(Excerpted passage Opens)

Pocillopora coral larvae.  Photos: Hollie Putnam

We hypothesized that the environment the parent experiences, and/or the environment during the early development of the coral offspring, conditions the larvae to respond positively to stress in the future.  After demonstrating that parental stress exposure benefits their offspring immediately after they are born, I teamed up with Dr. Raphael Ritson Williams, super tech Jennifer Davidson and stellar summer undergraduate student Jolly Ann Cruz to track coral offspring through the juvenile stage, so we could expand our understanding of the contribution of stress conditioning to coral ecology and coral reef resilience.

Pocillopora coral larvae being released by the parents and searching for a place to settle and grow.  Photos: Hollie Putnam

Coral reproduction is amazing to watch and essential for coral reef maintenance. Studying coral reproduction, however, can be extremely intense, as all the action is packed into a few short days each month in the summer on Hawaiian Reefs. We used large mesocosm tanks at the Hawaiʻi Institute of Marine Biology  to stress our parent corals with low pH while they were reproducing and brooding their young.

(Excerpted passage Closes)
(Recorded information Opens)

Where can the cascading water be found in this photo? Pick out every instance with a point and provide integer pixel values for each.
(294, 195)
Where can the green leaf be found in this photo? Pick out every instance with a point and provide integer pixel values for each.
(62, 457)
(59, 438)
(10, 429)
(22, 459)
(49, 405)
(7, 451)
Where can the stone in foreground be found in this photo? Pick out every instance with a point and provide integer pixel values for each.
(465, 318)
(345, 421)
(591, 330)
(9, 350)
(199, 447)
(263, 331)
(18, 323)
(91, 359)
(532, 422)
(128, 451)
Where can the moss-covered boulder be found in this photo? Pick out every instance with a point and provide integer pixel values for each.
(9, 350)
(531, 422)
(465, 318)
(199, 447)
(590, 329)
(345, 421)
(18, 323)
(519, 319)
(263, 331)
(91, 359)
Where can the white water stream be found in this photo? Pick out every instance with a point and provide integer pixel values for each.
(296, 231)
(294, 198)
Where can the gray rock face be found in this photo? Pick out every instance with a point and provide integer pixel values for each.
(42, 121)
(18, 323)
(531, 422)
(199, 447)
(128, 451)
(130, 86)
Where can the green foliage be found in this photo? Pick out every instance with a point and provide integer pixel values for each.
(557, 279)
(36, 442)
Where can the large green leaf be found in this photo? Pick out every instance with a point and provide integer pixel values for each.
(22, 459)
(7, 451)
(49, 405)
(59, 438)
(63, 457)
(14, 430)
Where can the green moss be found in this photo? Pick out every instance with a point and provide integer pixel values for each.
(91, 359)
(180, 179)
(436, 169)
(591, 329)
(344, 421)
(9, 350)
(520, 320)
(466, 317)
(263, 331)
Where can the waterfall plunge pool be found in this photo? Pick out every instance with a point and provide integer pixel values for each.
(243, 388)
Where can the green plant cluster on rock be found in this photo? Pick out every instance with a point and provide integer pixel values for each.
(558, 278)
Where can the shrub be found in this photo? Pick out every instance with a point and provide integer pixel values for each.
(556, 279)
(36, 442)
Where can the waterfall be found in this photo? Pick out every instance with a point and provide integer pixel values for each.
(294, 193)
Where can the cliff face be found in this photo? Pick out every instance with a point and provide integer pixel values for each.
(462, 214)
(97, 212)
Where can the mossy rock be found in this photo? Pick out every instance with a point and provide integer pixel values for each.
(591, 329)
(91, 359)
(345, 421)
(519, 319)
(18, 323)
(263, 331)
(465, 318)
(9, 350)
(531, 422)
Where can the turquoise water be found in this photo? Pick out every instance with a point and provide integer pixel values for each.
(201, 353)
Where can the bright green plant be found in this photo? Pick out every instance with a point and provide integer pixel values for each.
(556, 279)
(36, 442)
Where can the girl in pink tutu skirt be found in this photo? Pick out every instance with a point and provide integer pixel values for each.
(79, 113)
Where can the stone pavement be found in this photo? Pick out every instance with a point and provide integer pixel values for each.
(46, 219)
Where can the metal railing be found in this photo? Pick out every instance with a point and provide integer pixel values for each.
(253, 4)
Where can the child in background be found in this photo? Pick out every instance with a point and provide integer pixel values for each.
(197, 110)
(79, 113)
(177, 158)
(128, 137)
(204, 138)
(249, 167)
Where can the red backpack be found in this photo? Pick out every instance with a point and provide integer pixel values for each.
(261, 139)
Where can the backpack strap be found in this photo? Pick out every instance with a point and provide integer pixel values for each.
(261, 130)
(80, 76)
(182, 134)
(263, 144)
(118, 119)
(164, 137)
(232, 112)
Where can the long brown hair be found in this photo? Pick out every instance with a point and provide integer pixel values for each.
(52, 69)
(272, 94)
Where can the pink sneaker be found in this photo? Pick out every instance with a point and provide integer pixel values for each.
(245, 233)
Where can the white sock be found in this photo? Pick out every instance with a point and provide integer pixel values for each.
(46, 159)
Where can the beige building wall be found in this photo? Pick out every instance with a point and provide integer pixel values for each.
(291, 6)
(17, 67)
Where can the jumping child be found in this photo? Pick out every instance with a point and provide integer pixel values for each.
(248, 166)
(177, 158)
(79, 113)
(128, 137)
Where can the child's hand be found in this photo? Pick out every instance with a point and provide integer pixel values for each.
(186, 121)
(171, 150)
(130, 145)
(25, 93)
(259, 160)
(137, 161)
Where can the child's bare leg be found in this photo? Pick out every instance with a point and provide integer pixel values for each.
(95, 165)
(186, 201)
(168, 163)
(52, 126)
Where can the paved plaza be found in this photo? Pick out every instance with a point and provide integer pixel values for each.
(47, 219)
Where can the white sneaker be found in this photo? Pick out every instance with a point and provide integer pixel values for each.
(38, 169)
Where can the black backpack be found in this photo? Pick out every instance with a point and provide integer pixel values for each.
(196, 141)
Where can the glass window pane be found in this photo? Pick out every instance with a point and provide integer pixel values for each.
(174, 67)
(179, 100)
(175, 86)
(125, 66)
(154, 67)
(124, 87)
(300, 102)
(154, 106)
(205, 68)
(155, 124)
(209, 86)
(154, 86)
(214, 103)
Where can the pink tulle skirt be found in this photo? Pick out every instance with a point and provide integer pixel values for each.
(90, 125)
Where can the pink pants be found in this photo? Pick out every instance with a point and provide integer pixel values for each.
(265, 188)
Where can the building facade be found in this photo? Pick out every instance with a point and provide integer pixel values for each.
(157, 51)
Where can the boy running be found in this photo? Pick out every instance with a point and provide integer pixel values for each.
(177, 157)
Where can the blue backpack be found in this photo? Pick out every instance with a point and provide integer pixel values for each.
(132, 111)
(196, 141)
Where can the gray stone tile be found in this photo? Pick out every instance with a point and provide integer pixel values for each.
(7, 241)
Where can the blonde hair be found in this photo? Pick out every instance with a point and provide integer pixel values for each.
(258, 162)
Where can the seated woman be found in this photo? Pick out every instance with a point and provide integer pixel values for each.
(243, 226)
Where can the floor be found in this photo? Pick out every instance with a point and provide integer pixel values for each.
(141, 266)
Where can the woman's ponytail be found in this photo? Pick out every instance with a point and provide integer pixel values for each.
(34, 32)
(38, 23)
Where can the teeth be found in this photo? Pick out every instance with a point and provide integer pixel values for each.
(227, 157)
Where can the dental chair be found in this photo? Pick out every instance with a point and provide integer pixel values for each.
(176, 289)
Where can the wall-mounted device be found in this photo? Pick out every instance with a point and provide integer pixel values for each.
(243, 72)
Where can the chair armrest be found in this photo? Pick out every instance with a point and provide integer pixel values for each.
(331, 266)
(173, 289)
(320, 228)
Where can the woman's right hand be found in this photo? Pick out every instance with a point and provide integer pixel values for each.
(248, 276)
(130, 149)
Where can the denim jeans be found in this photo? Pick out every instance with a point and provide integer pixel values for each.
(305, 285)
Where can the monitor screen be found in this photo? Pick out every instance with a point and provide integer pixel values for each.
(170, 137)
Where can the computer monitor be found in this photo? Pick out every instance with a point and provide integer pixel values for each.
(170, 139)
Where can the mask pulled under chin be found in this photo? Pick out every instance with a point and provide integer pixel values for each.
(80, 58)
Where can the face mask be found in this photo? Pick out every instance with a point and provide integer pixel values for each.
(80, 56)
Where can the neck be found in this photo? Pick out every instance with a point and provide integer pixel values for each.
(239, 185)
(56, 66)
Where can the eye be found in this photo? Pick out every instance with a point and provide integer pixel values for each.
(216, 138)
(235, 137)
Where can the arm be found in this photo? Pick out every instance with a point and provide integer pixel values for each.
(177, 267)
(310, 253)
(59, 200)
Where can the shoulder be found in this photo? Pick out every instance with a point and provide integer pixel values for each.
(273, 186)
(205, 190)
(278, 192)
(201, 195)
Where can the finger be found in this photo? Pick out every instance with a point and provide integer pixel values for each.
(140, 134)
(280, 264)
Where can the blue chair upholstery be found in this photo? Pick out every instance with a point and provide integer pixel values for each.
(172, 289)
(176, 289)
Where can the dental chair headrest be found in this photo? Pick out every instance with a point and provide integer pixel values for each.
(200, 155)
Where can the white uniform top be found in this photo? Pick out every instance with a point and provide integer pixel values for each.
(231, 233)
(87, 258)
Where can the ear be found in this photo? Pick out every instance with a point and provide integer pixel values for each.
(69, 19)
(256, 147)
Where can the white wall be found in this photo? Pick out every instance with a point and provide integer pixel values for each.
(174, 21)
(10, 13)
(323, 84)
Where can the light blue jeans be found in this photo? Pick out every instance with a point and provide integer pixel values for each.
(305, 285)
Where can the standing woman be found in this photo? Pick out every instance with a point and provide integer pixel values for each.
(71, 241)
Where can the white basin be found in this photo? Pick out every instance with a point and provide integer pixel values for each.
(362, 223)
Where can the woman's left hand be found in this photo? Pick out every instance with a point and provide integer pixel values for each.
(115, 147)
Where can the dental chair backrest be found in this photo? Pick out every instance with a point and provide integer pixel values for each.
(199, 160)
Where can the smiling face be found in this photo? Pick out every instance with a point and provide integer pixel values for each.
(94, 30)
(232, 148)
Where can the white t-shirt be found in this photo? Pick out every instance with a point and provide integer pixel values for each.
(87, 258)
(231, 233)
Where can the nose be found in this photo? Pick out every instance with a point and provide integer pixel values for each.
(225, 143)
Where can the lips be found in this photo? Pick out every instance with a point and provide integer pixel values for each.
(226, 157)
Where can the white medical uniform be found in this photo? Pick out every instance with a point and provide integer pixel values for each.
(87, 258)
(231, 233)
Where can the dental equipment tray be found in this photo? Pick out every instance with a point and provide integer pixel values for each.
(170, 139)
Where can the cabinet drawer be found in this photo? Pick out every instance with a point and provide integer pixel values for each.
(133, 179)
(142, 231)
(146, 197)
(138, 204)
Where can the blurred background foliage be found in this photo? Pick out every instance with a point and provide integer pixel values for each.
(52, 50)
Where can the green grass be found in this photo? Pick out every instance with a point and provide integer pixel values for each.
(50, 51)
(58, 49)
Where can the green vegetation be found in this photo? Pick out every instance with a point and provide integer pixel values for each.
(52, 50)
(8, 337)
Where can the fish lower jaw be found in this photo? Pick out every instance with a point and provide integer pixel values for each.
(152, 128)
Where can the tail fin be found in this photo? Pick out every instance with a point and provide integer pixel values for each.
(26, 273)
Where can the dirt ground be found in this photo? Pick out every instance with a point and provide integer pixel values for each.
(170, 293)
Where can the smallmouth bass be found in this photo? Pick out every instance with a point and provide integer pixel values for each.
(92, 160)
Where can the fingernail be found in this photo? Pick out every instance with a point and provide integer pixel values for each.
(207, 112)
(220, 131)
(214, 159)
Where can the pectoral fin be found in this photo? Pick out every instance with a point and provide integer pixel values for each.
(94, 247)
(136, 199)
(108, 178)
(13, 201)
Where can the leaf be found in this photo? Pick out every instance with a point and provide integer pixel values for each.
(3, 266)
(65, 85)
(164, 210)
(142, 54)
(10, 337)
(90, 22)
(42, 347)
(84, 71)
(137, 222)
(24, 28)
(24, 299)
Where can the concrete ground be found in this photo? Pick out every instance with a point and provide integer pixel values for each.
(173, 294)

(Recorded information Closes)

[Required actions]
**a.** Translate this sentence from the coral larvae passage into Spanish: "Coral reproduction is amazing to watch and essential for coral reef maintenance."
**b.** According to the coral larvae passage, why can studying coral reproduction be extremely intense? Answer in one to three sentences.
**c.** In the coral larvae passage, what stressed the parent corals while they were reproducing and brooding their young?

[Answer set]
**a.** La reproducción de los corales es asombrosa de observar y esencial para el mantenimiento de los arrecifes de coral.

**b.** Studying coral reproduction is intense because all the action is packed into a few short days each month in the summer on Hawaiian reefs.

**c.** Low pH, applied in large mesocosm tanks at the Hawaiʻi Institute of Marine Biology.